# To do:
(1) In the blog post about the Secretary of Defense, what was Donald Rumsfeld's "defense transformation" meant to do to the US military?
(2) Carry on the blog post about Rumsfeld and the Pentagon from its final sentence.

# Text provided:
_ _ _ _ _

01/12/07 09:20 - 41ºF - ID#37658

dammit dammit dammit

Oh well, I wrote probably a 10-paragraph post in response to (e:Libertad) 's Hail Mary post but then I managed to lose it all like a stupid fucking idiot.

Dammit dammit dammit!!!!!!!!!!!!!!!!!!!!!!!!!!!!

Sigh. OK, here's the short version of what I painstakingly wrote and then accidentally 86'd. Arrgh.

When the SecDef remarks that he's no military expert we could choose to be horrified. After all he's the Secretary of Defense! Shouldn't he be an expert on military matters?

Well, maybe not necessarily. The SecDef is the civilian head of the Pentagon, and he's responsible for running that entire bureaucracy. Part of his job is to provide civilian oversight of the military so it doesn't get out of control -- both in terms of developing its own agenda (and thus posing a potentional challenge or even threat to our elected officials) and in terms of ensuring that the military is not wasting taxpayers' money on unnecessary projects.

One of the things that Donald Rumsfeld was trying to do at the Pentagon was to force the US military to undergo a "defense transformation" -- namely, to make the US military faster, lighter, and more technologically sophisticated. Not a bad idea.

The bad idea was to try to make the invasion of Iraq a laboratory for a newly transformed military, for two reasons. First, because this defense transformation was still ongoing, and therefore not necessarily ready for a test; and second, because the SecDef is not necessarily the person you want to plan a military operation. We have generals who have studied for decades and who have trained for just this purpose.

In this case, Rumsfeld and his deputy, Paul Wolfowitz, went against the generals' normal assumptions that an invasion of this kind requires more troops than seem necessary because of contingencies and post-conflict stablization operations.

So the SecDef's office was fighting two wars with the old, established military brass: one war to transfom the military as an institution, and one to shape the war strategy for Iraq.

That first war (transformation) was probably justified -- incorporating new technologies, reducing personnel demands, keeping an eye on unnecessary spending on outdated weapons platforms, all good. But fighting a war within the Pentagon to impose civilians' views on warfighting on the generals who were planning the invasion of Iraq (notably Gen Tommy Franks) -- maybe this wasn't such a good idea.

_ _ _ _ _

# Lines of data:
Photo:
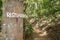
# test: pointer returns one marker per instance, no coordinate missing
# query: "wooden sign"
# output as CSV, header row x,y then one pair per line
x,y
12,27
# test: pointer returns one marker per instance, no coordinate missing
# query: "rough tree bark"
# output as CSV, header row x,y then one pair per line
x,y
12,27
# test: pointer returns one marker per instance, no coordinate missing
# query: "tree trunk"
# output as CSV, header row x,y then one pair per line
x,y
12,27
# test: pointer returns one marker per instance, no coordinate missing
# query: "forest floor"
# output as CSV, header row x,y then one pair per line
x,y
0,36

_ _ _ _ _

# The results:
(1) Make it faster, lighter, and more technologically sophisticated.

(2)
Sure, the initial invasion was pretty impressive -- the US military was able to successfully invade and enter Baghdad on the cheap. But as we've seen, it was a shortsighted strategy that failed to account for how to stabilize Baghdad and much of the rest of Iraq. After all, smart bombs are smart enough to strike the correct targets (most of the time) but they are not smart enough to talk with civilians, to negotiate truces, to do police work, and to build trust in new governing officials.

We could try to blame the flawed strategy on the generals -- but a lot of generals were uncomfortable with the 'lean' approach that Rumsfeld and Wolfowitz favored. Unfortunately, those who spoke out were marginalized.

Anyway, there's a good case to be made that the civilians in the SecDef's office should not have tried to shape and micromanage the military strategy for the 2003 invasion of Iraq. By doing so they exhibited great hubris.

Seems to me that the new SecDef doesn't want to fall into this trap, and that he is trying to send a strong signal that he will leave the military planning to those who are experienced in it and who have trained for it. Let the Chiefs of Staff and let General Petraeus (who just spent months working with a team to write a new counterinsurgency manual for the US military) do what they need to do to implement the directives from our political leaders.

After all, the new SecDef is not a military expert -- Gates is an expert on intelligence and on running big bureaucracies. So he should focus on that, and let the generals do their jobs.

So should we be horrified that the SecDef publicly admits that he's not an expert in military matters? In a world where former SecDef Rumsfeld and his staff ran amok, I say I'm more relieved than horrified.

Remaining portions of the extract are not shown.